Locate every line in the entries below that contains the word "monitor", and copy each of those lines.

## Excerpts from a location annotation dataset
## Start
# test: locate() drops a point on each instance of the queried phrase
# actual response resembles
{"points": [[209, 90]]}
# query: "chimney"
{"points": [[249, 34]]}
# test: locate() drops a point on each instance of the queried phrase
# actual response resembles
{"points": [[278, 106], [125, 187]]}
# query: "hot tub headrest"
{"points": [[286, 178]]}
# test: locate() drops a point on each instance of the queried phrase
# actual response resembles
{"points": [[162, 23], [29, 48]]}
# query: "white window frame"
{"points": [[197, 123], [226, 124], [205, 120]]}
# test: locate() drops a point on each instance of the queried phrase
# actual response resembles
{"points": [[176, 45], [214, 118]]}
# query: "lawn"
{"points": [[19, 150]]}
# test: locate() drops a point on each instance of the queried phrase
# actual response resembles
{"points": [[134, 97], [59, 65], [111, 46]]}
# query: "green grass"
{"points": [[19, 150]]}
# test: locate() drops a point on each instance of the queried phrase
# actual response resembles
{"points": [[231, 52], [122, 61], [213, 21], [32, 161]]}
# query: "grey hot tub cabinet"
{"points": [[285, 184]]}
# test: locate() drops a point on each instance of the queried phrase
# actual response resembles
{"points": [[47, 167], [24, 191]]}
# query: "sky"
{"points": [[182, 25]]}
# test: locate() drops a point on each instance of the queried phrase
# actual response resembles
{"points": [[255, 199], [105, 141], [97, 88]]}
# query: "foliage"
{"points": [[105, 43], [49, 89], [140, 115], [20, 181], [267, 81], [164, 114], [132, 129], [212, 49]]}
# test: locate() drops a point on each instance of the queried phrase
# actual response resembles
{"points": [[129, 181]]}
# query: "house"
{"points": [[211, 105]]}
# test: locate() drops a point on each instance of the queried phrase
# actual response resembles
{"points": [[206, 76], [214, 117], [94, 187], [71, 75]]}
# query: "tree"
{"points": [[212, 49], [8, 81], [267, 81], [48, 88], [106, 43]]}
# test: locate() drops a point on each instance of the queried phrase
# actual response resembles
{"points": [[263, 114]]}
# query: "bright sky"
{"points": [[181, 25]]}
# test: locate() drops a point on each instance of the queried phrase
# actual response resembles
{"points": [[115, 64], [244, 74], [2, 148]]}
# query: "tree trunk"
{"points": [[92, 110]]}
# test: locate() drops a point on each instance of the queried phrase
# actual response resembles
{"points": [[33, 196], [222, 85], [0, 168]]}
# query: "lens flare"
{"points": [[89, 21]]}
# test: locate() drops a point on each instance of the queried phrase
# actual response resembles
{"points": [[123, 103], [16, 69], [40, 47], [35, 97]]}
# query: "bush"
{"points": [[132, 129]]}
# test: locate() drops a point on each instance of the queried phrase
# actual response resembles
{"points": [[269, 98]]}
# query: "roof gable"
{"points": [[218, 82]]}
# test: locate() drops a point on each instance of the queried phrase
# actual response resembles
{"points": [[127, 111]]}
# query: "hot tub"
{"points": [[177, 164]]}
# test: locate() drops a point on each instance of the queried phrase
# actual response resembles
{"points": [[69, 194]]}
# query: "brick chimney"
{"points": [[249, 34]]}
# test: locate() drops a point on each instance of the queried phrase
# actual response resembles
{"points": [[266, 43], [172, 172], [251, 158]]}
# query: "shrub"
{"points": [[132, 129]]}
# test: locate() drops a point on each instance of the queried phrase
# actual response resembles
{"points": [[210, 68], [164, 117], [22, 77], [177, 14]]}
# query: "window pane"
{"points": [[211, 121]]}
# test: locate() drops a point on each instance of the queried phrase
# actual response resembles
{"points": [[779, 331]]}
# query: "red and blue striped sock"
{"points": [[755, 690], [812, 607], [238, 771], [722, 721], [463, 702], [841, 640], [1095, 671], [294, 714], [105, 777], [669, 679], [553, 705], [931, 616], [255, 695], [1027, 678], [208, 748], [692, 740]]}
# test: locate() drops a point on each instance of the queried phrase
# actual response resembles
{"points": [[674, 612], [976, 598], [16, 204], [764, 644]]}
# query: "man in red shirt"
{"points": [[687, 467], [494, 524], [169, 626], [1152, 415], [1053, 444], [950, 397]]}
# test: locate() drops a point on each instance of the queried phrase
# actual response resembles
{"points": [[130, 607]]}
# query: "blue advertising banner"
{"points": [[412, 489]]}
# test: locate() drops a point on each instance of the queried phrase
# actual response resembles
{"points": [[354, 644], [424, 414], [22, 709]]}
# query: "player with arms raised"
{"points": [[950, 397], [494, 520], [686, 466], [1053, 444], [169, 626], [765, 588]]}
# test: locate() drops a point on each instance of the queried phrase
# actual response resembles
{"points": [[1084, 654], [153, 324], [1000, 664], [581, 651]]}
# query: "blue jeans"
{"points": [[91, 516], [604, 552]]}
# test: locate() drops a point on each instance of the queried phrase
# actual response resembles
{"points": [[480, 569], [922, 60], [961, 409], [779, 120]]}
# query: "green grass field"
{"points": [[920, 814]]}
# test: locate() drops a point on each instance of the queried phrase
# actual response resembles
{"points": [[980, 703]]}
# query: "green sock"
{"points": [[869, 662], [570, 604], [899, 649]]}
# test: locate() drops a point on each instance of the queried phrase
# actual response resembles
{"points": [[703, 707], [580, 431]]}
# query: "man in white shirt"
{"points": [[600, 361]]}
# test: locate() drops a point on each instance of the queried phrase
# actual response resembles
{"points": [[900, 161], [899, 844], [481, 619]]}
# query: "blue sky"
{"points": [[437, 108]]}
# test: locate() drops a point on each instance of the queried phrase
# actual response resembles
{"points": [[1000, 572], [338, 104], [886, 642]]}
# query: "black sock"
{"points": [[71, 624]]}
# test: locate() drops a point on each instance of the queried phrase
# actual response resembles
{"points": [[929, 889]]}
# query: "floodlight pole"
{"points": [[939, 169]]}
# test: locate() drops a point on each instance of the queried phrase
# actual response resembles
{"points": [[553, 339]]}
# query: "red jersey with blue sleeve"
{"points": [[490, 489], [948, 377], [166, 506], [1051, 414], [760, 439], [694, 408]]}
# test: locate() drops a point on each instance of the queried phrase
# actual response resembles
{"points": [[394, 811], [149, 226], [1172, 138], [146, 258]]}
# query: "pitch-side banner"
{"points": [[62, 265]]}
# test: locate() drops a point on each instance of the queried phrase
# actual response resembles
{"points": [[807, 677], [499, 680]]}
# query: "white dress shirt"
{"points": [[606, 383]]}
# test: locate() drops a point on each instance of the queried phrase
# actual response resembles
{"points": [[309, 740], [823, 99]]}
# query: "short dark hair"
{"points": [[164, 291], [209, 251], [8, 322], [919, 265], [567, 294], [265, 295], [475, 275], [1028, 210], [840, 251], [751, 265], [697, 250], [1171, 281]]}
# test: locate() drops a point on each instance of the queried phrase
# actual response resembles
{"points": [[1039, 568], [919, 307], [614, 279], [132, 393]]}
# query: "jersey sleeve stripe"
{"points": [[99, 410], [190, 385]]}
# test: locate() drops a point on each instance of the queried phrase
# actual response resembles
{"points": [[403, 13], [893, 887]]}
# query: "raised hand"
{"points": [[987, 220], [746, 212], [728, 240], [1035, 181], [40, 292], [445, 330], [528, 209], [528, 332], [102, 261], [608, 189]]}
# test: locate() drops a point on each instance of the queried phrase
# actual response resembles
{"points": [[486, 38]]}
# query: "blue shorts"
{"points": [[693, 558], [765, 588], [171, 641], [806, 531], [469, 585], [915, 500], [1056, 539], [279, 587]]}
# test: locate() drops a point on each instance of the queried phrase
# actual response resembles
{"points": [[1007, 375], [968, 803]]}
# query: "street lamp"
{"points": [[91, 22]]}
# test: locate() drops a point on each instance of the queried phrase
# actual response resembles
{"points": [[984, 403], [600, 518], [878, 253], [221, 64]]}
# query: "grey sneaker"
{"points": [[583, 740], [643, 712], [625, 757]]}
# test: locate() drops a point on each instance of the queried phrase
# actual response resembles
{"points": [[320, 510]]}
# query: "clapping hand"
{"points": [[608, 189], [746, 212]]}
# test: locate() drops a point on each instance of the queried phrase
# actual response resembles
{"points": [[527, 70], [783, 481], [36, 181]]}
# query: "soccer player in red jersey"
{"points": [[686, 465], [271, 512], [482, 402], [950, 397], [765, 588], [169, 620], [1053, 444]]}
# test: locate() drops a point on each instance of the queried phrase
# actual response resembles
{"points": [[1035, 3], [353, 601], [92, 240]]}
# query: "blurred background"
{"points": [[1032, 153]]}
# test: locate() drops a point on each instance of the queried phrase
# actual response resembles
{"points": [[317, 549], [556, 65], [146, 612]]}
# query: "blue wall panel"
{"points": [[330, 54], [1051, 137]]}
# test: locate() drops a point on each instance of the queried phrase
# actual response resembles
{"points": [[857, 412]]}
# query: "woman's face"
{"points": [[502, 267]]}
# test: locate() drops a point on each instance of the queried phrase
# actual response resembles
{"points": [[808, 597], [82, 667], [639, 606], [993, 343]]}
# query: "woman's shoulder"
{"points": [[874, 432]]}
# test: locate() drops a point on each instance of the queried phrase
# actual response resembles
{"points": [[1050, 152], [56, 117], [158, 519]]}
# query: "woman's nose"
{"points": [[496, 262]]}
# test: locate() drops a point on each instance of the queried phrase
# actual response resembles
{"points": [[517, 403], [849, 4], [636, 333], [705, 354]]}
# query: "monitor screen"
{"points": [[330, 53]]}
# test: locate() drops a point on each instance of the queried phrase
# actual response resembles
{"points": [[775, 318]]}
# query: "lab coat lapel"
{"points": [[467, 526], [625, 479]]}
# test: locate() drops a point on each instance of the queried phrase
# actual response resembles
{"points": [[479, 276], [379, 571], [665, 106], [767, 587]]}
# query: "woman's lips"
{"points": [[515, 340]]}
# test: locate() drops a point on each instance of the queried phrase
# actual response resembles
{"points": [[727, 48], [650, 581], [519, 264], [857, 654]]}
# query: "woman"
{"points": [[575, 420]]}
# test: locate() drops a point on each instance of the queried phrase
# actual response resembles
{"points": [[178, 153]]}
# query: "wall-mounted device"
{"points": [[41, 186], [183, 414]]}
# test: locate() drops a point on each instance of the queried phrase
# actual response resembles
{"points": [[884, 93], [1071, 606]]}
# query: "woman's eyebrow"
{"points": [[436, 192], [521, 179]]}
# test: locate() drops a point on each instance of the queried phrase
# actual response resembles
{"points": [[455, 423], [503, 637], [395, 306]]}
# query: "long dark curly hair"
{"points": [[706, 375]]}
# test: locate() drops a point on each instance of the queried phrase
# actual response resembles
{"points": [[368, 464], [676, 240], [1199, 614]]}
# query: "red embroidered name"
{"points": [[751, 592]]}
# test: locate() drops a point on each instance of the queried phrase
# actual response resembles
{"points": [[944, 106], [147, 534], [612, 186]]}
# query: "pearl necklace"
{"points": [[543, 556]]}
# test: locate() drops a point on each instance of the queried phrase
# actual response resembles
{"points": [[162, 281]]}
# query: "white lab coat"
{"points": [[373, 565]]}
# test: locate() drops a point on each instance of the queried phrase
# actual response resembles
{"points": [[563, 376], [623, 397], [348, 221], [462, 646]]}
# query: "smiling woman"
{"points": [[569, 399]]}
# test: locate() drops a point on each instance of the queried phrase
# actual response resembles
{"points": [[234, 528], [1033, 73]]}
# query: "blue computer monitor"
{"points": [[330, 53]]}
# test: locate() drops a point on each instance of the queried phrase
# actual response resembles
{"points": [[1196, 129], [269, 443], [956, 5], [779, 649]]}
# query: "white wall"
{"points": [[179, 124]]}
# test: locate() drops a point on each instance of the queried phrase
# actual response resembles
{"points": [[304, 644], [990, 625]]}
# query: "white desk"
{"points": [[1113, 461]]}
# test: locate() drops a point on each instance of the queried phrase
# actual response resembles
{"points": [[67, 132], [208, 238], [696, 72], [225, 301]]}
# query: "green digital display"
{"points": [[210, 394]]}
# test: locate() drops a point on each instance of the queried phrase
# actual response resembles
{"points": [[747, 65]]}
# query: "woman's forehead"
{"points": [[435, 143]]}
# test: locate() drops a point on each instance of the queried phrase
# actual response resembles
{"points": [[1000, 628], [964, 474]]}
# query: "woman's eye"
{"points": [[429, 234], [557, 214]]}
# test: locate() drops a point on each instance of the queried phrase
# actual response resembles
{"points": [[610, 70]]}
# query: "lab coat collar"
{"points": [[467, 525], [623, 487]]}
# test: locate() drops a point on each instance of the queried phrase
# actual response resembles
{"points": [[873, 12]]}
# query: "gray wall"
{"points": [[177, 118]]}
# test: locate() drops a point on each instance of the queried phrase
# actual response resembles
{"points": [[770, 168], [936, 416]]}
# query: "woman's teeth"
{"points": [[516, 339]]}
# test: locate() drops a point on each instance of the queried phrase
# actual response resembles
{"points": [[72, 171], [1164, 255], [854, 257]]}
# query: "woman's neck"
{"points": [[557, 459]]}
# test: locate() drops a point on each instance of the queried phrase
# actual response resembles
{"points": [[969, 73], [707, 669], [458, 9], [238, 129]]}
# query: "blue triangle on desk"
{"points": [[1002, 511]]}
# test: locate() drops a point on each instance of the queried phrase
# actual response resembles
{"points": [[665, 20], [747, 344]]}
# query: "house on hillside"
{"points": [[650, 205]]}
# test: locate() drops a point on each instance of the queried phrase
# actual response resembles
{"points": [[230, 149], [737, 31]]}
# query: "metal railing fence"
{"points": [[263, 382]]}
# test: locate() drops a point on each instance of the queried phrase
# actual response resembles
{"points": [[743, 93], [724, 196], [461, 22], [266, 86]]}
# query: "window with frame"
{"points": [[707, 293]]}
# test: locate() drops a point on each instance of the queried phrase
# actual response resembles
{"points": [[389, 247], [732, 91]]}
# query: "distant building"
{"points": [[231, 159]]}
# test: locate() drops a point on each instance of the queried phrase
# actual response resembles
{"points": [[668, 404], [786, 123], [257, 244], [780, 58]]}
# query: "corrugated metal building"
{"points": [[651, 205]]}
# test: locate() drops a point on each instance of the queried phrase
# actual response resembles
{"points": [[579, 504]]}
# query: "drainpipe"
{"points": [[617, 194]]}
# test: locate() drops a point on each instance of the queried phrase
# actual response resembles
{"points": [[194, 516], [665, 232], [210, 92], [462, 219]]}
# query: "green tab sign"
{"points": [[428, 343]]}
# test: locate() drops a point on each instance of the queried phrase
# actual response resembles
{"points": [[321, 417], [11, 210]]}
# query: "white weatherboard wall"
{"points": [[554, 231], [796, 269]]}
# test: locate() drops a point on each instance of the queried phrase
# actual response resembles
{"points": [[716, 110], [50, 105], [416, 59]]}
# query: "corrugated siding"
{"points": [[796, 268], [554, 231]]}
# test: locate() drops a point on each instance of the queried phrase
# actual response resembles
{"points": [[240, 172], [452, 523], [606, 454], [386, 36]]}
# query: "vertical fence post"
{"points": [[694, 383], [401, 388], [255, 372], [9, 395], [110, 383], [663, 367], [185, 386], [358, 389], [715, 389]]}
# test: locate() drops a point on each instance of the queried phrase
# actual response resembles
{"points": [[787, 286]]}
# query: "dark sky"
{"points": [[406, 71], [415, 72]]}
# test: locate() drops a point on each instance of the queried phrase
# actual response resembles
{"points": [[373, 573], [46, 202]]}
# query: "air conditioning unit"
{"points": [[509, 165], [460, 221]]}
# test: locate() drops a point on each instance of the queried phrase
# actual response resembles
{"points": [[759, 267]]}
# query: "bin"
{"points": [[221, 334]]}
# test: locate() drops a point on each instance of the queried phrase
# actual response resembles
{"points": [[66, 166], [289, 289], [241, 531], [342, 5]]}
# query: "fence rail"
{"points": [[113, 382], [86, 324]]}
## End
## SOLVED EXERCISE
# query: "monitor screen"
# query: "blue computer monitor"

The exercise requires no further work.